_Problem_
Lines from the beginning of the data below through the one containing "[(336, 552), (39, 287)]" are to be printed exactly as they appear.

==== Record excerpts

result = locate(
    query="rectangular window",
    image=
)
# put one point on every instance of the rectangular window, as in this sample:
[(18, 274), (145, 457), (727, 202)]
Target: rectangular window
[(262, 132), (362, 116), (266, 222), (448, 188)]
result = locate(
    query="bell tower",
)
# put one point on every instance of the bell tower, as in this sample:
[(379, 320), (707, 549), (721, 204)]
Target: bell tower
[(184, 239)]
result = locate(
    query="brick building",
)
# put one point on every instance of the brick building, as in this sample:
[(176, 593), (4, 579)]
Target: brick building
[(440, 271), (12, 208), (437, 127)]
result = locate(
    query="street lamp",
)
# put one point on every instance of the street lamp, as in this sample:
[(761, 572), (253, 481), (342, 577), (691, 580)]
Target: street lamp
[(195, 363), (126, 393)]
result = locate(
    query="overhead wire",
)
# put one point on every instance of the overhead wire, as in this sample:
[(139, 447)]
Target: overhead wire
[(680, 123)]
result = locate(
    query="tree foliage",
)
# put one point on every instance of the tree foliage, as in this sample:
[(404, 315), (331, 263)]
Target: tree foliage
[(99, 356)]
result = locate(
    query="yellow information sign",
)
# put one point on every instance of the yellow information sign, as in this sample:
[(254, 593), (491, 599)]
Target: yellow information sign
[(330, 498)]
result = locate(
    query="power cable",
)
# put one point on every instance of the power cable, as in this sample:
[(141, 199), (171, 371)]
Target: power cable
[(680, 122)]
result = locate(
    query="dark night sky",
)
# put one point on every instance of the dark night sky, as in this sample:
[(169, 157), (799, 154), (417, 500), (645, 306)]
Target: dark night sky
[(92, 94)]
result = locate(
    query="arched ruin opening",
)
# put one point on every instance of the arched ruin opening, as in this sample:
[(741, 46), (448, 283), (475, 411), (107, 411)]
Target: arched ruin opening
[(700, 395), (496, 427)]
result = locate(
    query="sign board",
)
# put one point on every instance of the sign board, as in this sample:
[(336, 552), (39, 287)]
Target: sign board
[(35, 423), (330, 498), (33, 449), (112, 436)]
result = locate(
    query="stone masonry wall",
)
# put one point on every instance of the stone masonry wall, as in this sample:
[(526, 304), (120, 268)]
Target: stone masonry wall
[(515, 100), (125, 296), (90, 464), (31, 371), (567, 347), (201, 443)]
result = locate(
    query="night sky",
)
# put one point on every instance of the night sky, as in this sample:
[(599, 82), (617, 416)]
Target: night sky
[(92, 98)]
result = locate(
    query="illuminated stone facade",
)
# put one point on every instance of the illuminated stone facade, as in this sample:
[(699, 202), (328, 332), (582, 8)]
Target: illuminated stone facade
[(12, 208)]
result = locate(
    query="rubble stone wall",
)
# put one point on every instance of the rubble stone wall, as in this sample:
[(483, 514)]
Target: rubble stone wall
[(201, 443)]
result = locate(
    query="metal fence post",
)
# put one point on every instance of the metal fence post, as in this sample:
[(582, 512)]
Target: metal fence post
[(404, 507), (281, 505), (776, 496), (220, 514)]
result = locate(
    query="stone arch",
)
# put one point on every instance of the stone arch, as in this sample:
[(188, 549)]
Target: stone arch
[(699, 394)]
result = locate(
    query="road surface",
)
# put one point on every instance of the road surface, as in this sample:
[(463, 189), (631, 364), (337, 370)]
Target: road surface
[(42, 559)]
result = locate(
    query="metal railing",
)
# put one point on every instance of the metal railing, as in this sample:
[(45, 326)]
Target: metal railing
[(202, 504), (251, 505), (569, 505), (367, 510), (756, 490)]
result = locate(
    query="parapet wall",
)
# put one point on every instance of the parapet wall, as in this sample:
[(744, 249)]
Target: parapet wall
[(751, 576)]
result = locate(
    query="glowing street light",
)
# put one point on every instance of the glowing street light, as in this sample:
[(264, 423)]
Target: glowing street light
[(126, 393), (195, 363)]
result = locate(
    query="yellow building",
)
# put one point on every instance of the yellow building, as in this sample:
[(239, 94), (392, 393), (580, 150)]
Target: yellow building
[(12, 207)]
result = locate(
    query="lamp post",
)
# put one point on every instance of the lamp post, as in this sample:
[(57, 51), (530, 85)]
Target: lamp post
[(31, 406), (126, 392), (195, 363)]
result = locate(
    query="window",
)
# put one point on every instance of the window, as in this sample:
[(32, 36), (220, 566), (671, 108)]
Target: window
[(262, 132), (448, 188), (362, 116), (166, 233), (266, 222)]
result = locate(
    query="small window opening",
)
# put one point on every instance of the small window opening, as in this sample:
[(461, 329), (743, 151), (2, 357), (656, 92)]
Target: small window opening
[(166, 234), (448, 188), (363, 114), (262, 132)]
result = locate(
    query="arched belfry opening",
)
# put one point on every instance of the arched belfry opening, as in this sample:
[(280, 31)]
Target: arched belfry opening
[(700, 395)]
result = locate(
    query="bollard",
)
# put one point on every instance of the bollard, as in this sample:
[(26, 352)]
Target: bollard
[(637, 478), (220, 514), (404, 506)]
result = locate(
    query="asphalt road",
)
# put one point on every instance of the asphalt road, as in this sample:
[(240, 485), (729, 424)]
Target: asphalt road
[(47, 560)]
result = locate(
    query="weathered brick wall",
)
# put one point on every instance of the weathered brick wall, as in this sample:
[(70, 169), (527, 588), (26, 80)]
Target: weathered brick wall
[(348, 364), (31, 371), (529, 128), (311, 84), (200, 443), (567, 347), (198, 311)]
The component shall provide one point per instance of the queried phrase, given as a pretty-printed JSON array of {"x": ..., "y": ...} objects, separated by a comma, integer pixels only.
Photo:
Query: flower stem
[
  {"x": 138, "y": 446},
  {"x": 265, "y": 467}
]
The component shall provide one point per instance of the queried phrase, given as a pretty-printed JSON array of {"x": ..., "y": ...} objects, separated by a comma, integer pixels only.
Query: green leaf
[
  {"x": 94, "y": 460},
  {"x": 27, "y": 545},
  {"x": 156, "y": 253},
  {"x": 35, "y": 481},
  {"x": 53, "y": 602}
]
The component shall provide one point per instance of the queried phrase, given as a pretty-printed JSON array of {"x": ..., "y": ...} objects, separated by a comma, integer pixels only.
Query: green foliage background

========

_Task response_
result = locate(
    query="rectangular window",
    image=
)
# put one point on every instance of the rectangular window, as in this sample:
[(18, 274), (145, 457), (727, 202)]
Target: rectangular window
[(262, 132), (362, 116), (266, 222), (448, 188)]
result = locate(
    query="bell tower",
)
# put one point on every instance of the bell tower, as in this sample:
[(379, 320), (707, 549), (721, 204)]
Target: bell tower
[(184, 239)]
result = locate(
    query="brick building",
)
# put one point on every instance of the brick building, as in this sample:
[(176, 593), (4, 579)]
Target: brick building
[(440, 271), (12, 208), (437, 127)]
result = locate(
    query="street lamp",
)
# put one point on every instance of the street lamp, as in this sample:
[(761, 572), (253, 481), (342, 577), (691, 580)]
Target: street lamp
[(195, 363), (126, 393)]
result = locate(
    query="overhead wire",
)
# put one point on every instance of the overhead wire, as in this sample:
[(139, 447)]
Target: overhead wire
[(680, 123)]
result = locate(
    query="tree foliage",
)
# put one point on every instance of the tree foliage, as in this sample:
[(404, 315), (331, 263)]
Target: tree foliage
[(99, 356)]
result = locate(
    query="yellow information sign",
)
# put one point on every instance of the yellow information sign, as in this sample:
[(254, 593), (491, 599)]
Target: yellow information sign
[(330, 498)]
result = locate(
    query="power cable",
)
# put one point on every instance of the power cable, as in this sample:
[(141, 199), (171, 371)]
Target: power cable
[(680, 122)]
result = locate(
    query="dark night sky",
)
# put one point on every instance of the dark night sky, as in this sample:
[(169, 157), (799, 154), (417, 500), (645, 306)]
Target: dark night sky
[(92, 94)]
result = locate(
    query="arched ruin opening",
)
# put one point on every instance of the arched ruin opening, as in this sample:
[(741, 46), (448, 283), (475, 411), (107, 411)]
Target: arched ruin opening
[(700, 395), (496, 427)]
result = locate(
    query="sign board",
)
# put one point on every instance of the sign board, as in this sample:
[(336, 552), (39, 287)]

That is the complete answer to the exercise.